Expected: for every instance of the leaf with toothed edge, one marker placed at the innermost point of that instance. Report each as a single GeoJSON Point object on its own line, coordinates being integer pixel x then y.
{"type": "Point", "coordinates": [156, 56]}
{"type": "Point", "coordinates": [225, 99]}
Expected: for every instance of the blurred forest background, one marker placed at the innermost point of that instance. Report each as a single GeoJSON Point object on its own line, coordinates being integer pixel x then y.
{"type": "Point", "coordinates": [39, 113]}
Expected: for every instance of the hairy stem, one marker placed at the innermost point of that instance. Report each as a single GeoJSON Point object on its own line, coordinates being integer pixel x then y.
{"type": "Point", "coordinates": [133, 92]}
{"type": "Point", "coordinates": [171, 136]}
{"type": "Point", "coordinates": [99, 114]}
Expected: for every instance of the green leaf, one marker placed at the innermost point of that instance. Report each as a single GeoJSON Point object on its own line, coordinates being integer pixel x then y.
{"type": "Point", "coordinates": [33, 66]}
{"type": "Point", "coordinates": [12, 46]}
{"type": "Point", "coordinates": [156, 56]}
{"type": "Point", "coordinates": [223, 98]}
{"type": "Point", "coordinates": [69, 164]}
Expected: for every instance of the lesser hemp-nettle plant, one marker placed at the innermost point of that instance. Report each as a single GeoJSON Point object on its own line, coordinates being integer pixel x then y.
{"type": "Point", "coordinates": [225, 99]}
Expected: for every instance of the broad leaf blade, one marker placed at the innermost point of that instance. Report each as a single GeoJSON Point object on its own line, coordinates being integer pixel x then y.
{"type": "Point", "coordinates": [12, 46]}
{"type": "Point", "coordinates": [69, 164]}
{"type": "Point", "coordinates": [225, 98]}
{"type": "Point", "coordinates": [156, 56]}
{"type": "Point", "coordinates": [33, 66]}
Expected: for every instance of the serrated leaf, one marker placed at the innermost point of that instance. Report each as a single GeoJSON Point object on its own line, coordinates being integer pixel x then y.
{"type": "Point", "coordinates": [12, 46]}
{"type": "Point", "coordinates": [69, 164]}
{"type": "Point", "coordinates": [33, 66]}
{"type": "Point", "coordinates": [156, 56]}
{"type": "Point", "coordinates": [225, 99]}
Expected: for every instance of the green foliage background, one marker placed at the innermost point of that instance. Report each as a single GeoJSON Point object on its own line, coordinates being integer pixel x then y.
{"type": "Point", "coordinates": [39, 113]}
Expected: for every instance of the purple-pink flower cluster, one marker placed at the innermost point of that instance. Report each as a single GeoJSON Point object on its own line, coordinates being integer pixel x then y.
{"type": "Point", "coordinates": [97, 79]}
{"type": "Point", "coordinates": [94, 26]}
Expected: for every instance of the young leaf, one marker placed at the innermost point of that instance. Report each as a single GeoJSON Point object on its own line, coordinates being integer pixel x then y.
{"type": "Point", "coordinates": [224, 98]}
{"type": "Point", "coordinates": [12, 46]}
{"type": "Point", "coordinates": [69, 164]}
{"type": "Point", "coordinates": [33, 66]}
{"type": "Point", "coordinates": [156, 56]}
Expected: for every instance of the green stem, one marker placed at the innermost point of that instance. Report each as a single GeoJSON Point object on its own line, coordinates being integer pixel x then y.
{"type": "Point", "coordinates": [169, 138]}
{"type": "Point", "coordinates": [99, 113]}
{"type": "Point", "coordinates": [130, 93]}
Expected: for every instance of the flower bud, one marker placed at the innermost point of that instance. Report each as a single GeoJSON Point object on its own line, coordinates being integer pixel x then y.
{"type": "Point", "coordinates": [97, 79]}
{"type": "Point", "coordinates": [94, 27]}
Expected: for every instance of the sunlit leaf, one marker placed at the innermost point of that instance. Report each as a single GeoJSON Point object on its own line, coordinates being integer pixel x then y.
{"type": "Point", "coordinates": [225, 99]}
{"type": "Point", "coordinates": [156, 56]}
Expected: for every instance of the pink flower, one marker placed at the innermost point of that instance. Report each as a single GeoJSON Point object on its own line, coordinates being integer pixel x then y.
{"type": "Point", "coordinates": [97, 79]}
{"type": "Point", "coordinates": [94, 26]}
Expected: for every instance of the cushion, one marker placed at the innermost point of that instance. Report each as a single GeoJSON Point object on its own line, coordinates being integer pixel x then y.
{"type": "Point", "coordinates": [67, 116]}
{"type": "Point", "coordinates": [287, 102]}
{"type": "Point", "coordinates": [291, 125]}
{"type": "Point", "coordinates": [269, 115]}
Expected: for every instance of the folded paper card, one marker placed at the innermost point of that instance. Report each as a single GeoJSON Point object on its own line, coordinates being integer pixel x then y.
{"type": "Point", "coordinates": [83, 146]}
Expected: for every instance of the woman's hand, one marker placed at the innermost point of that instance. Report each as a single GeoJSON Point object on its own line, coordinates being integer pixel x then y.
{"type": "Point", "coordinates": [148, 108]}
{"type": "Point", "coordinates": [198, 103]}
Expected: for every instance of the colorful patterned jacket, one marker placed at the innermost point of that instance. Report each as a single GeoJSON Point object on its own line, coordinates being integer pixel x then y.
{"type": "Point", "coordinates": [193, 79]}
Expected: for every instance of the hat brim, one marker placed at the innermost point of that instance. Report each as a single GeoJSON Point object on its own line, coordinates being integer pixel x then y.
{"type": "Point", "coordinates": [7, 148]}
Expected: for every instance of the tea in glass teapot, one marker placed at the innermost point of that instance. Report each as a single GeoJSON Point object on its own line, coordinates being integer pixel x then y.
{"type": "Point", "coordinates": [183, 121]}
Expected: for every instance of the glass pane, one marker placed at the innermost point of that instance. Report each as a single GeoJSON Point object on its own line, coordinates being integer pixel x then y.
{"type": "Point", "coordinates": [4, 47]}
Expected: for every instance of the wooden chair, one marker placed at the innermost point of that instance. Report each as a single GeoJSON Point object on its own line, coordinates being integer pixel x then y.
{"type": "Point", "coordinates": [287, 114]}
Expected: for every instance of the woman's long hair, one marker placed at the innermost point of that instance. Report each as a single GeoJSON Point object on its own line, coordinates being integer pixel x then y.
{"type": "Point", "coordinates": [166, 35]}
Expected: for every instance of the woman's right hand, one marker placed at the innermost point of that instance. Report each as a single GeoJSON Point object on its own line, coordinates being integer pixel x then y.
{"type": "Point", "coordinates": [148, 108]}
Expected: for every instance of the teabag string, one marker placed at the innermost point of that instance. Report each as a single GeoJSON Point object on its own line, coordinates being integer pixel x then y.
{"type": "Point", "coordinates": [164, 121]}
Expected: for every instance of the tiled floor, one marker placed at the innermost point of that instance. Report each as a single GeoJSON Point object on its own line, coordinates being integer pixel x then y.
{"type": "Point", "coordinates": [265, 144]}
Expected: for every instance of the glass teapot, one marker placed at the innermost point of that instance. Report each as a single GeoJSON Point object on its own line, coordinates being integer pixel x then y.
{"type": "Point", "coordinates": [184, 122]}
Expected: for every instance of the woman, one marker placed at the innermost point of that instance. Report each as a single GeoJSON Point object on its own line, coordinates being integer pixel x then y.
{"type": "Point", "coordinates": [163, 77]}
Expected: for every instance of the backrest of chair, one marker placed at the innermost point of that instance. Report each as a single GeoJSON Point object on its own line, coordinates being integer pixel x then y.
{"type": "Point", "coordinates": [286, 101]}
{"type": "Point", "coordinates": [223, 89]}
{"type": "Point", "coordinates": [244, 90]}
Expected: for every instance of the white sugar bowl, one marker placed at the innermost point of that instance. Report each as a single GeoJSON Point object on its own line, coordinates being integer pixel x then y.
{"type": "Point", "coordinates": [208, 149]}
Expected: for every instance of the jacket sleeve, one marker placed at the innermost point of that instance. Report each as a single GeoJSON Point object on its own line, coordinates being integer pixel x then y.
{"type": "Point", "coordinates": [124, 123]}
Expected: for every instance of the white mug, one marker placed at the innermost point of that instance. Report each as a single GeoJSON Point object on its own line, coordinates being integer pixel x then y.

*EXERCISE:* Exact copies are needed of the line with "Expected: for every instance of the white sugar" and each line after it through the end of the material above.

*WRITTEN ANSWER:*
Expected: for every instance of the white sugar bowl, one marker placed at the innermost point of that instance. Report each as a single GeoJSON Point object on its own line, coordinates being integer pixel x then y.
{"type": "Point", "coordinates": [208, 149]}
Expected: for every instance of the jacket sleeve, one marker placed at the innermost point of that instance. Report each as a single GeoJSON Point object on its own line, coordinates being integer pixel x then y.
{"type": "Point", "coordinates": [124, 123]}
Expected: for every instance of the white mug, one marker placed at the innermost point of that instance. Report each as a single GeoJSON Point object on its own line, coordinates being integer pixel x then y.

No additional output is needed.